SEGUNDA, 5 DE MARÇO DE 2012, 08H13 ATUALIZADA ÀS 09H28
A reforma da polícia segundo Marcos Rolim
Edmilson Lopes Júnior
De Natal (RN)
De Natal (RN)
O jornalista Marcos Rolim foi um dos mais brilhantes parlamentares que o Partido dos Trabalhadores já teve. Nas diversas casas parlamentares onde atuou (Câmara Municipal de Santa Maria, Assembleia Legislativa gaúcha e Câmara dos Deputados), Rolim deixou marcas positivas. Oriundo de uma militância anterior na esquerda tradicional, ele conseguiu incluir na pauta de discussões desses espaços legislativos questões tão fundamentais como os direitos humanos, o respeito à diferença e o tratamento democrático da segurança pública no Brasil.
Crítico e polêmico, Rolim não deixou de ser também um parlamentar criativo e propositivo. O "Relatório Azul", um minucioso relatório sobre a situação dos direitos humanos no Brasil na segunda metade dos anos 1990, foi uma de suas idealizações. Na Câmara dos Deputados, foi um dos organizadores das comoventes "Caravanas Nacionais de Direitos Humanos". De certa forma, Rolim utilizava os mandatos para colocar o dedo na ferida do que o sociólogo Jessé Sousa, com propriedade, denominou de "sub-cidadania brasileira".
Em 2002, Rolim, atropelado internamente no PT, não conseguiu renovar o seu mandato. Ainda apostou, por um tempo, na possibilidade de disputar posições dentro do partido. Descobriu que esse tipo de disputa já não mais existia no partido que ajudara a consolidar no Rio Grande do Sul. Nesse momento, passa a dirigir as suas energias para a pesquisa e a consultoria na área de segurança pública. Além da produção de artigos e livros, tornou-se responsável pela elaboração de projetos de defesa social para prefeituras de diversas partes do país, além de ser professor de uma disciplina sobre direitos humanos em cursos do IPA, em Porto Alegre.
Nos últimos tempos, Rolim tem se imposto o desafio de pensar propostas para a reformulação dos organismos policiais brasileiros. Suas propostas, disponíveis no seu site (www.rolim.com.br) , são criativas e merecem a atenção de todos quantos nos preocupamos com a segurança pública no Brasil. Igualmente relevantes são os seus diagnósticos sobre os dramáticos acontecimentos que agitaram algumas de nossas PMs nas últimas semanas (greves e ameaças de motim).

> **Problema 1**
Extraia todas as linhas que contêm a palavra "detect". Diferencie maiúsculas de minúsculas.

> **Material fornecido**
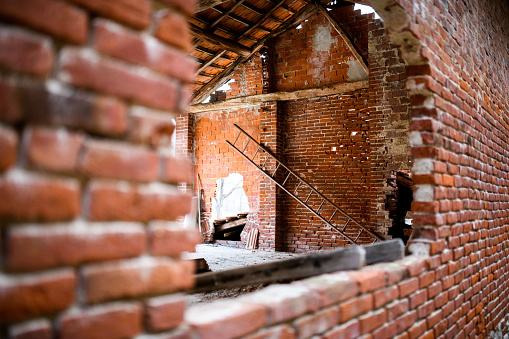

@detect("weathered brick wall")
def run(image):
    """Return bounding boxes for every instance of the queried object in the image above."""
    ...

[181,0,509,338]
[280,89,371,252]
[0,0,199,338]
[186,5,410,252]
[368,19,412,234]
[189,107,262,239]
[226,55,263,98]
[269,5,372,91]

...

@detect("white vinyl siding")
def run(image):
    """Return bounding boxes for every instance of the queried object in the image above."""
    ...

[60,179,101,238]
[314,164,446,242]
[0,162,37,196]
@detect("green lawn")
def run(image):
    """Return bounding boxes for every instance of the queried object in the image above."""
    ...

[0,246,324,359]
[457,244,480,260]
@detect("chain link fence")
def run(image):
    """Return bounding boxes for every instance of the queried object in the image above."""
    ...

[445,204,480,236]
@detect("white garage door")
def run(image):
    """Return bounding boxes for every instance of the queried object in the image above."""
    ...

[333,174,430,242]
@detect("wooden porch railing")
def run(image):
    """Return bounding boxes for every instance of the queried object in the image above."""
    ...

> **Problema 2**
Segundo o artigo sobre Marcos Rolim, em quais casas parlamentares ele atuou?

> **Resultado final 1**
@detect("weathered brick wall")
@detect("white vinyl siding")
@detect("green lawn")
@detect("chain link fence")
@detect("white garage door")
@detect("wooden porch railing")

> **Resultado final 2**
- Câmara Municipal de Santa Maria
- Assembleia Legislativa gaúcha
- Câmara dos Deputados